# Série d'exercices
- 1) D'après le texte sur la sorcellerie, combien de personnes la chasse aux sorciers aurait-elle fait mourir en Europe entre le Moyen Âge et la Renaissance ?
- 2) Relevez, s'il vous plaît, toutes les lignes qui contiennent la chaîne « Target », en respectant la casse.

# Section du document
++++++++++
Superstition |Sorcellerie, pourquoi les accusés sont presque toujours des femmes ?

En Europe, du moyen âge à la renaissance, la chasse aux sorciers aurait couté la vie à au moins 50.000 personnes [1]. Disparue aujourd’hui de la sphère sociale en Occident, notamment grâce aux progrès de la science et de la raison, elle n’y est plus considérée que comme une pratique barbare, pure produit de l’ignorance et de la superstition.

En Afrique les superstitions sont encore partie intégrante du quotidien des individus, et celles liées à la sorcellerie, aux persécutions des « sorciers » n’y sont pas moins présentes. Mais bien qu’endémique à travers tout le continent, certains pays enregistrent des taux plus élevés de persécutions que d’autres, c’est le cas par exemple du Burkina et du Ghana où existent des véritables camps pour victimes accusés et chassés de leurs villages pour « sorcellerie » [2,3].
++++++++++
# Extraits des lignes

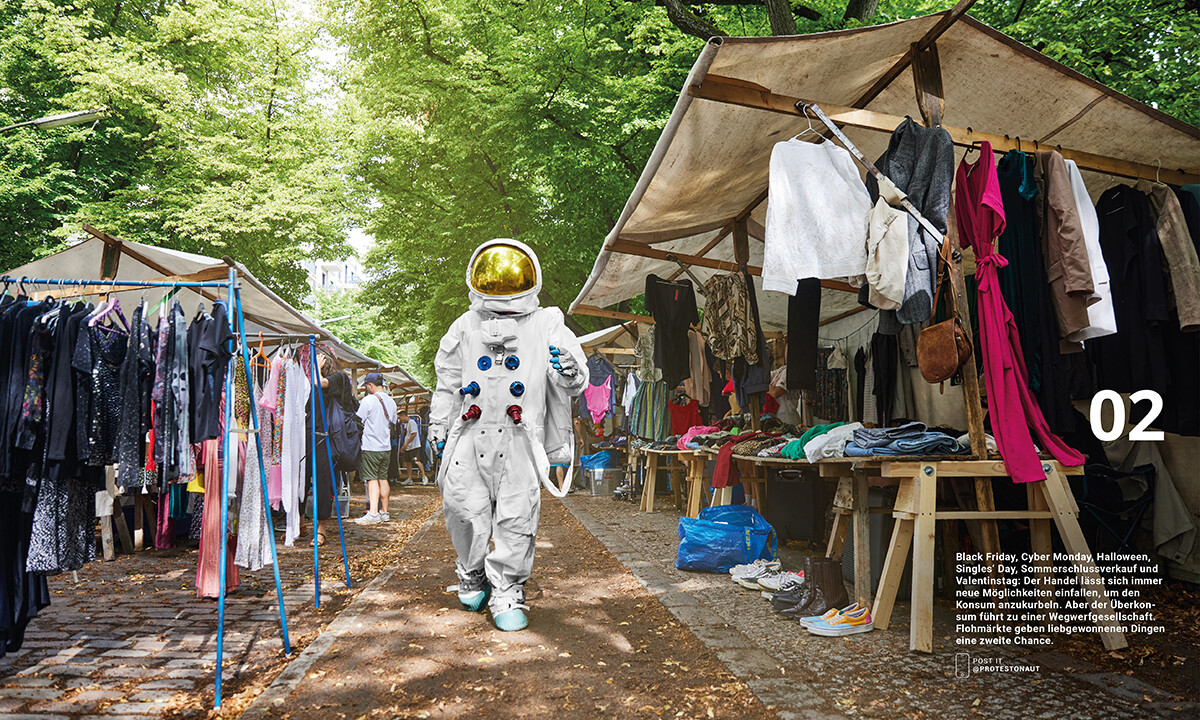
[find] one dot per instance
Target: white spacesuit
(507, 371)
++++++++++
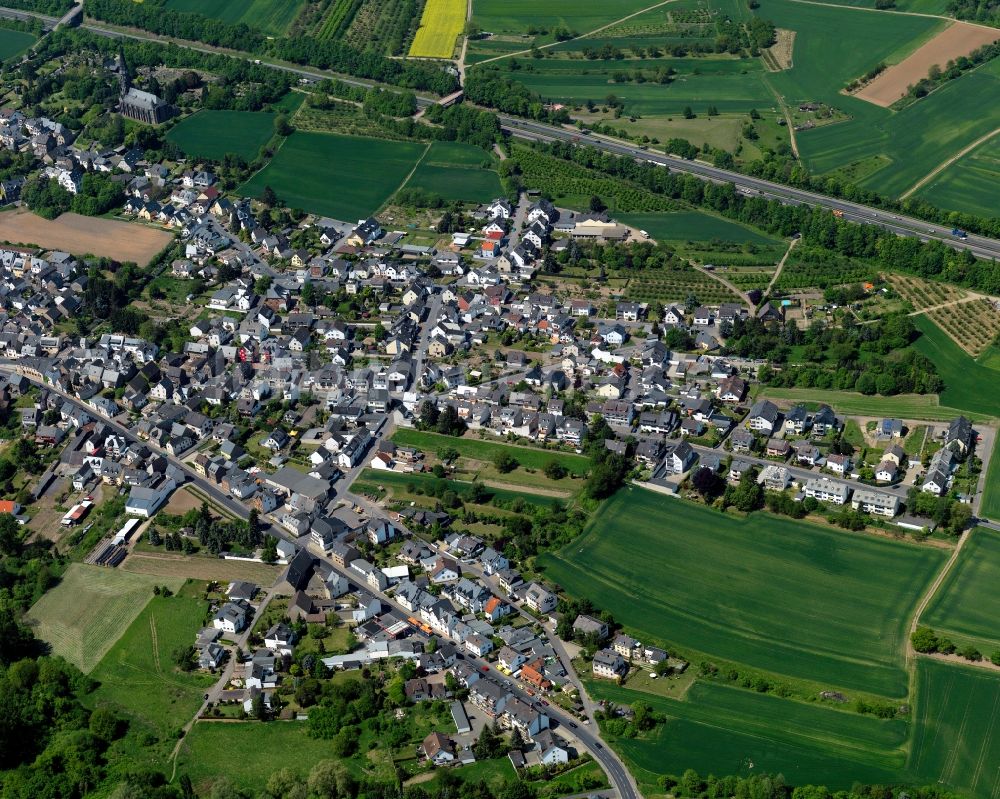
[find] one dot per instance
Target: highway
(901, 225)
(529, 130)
++++++++++
# Réponses rédigées
- 1) Au moins 50.000 personnes.

- 2)
Target: white spacesuit
Target: highway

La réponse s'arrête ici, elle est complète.